#### Exercise description:
Rescale the listing below by reproducing every line, requests included. Multiply each pixel coordinate in the answers by 1.6 and round to the nearest whole number, rounding halves up. Leave the numbers in the requests and their format samples unchanged.

#### Raw data:
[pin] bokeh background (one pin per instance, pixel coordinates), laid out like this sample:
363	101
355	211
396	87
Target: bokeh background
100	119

#### Solved problem:
[pin] bokeh background (one pin per instance, pixel coordinates), laid out like this sample:
363	101
355	211
396	87
Target: bokeh background
160	190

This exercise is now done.